### Given passage
But he said all that had to be weighed against the sectarian violence and the killings of Muslims by other Muslim extremists, which has created “a much more complex situation.””And quite honestly, our country does not have experience attempting to impose control and our will over vicious, violent extremists that don't have armies, that don't have navies, don't have air forces and operate in the shadows,” he said.
“It is a totally different circumstance,” he said in a question-and-answer session after a speech at Kansas State University in Manhattan, Kansas.
Rumsfeld said the president and his new defense secretary will continue to make adjustments in Iraq, but he cautioned that dealing with Muslim extremism will take patience and perseverance, just as the Cold War struggle against communism did.
“If we have the perseverance and the resolve, we will end up seeing the Iraqi people ultimately take control of their country, govern their country, provide security for their country. And certainly that's our hope and our prayer,” he said.
In the speech, he emphasized the need for all government agencies to pursue joint strategies against extremism, while building the capacity of friendly Muslim countries to confront it within their borders.
Bush picked Robert Gates to succeed Rumsfeld, giving the former CIA chief a mandate to take a fresh look at what is seen by many as a floundering US strategy in Iraq.
Rumsfeld's surprise resignation came the day after a drubbing by Democrats in US mid-term elections that stripped the Republicans of control of Congress, largely because of voter anger over Iraq.
Asked what grade he would give his performance as secretary of defense, Rumsfeld said: “Oh, I'd let history worry about that.”Myers, his onetime partner at Pentagon press conferences, disputed the widely held view that Rumsfeld gave short shrift to the advice of his senior military advisers. He also praised Rumsfeld's loyalty to his commanders.
“He has had many opportunities to deflect the arrows coming his way to the military. Many opportunities. He has never taken one of those opportunities,”Myers said.
“To go back and read about Abu Ghraib, and people wanting to place blame, it would have been easy for the secretary of defense to deflect it to the department to individuals. He never did that.
“He sucked up all those arrows, and continued to lead the department in the way that he knew was right,” Myers said.

### Information provided
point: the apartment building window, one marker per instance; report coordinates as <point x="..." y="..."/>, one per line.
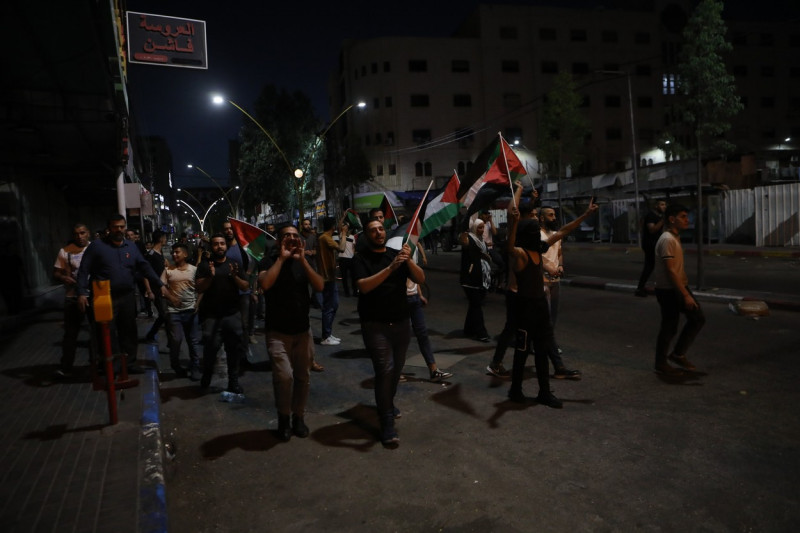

### Task description
Reproduce the Rumsfeld article word for word, everything from "Rumsfeld said the" down to "against communism did.".

### Response for this exercise
Rumsfeld said the president and his new defense secretary will continue to make adjustments in Iraq, but he cautioned that dealing with Muslim extremism will take patience and perseverance, just as the Cold War struggle against communism did.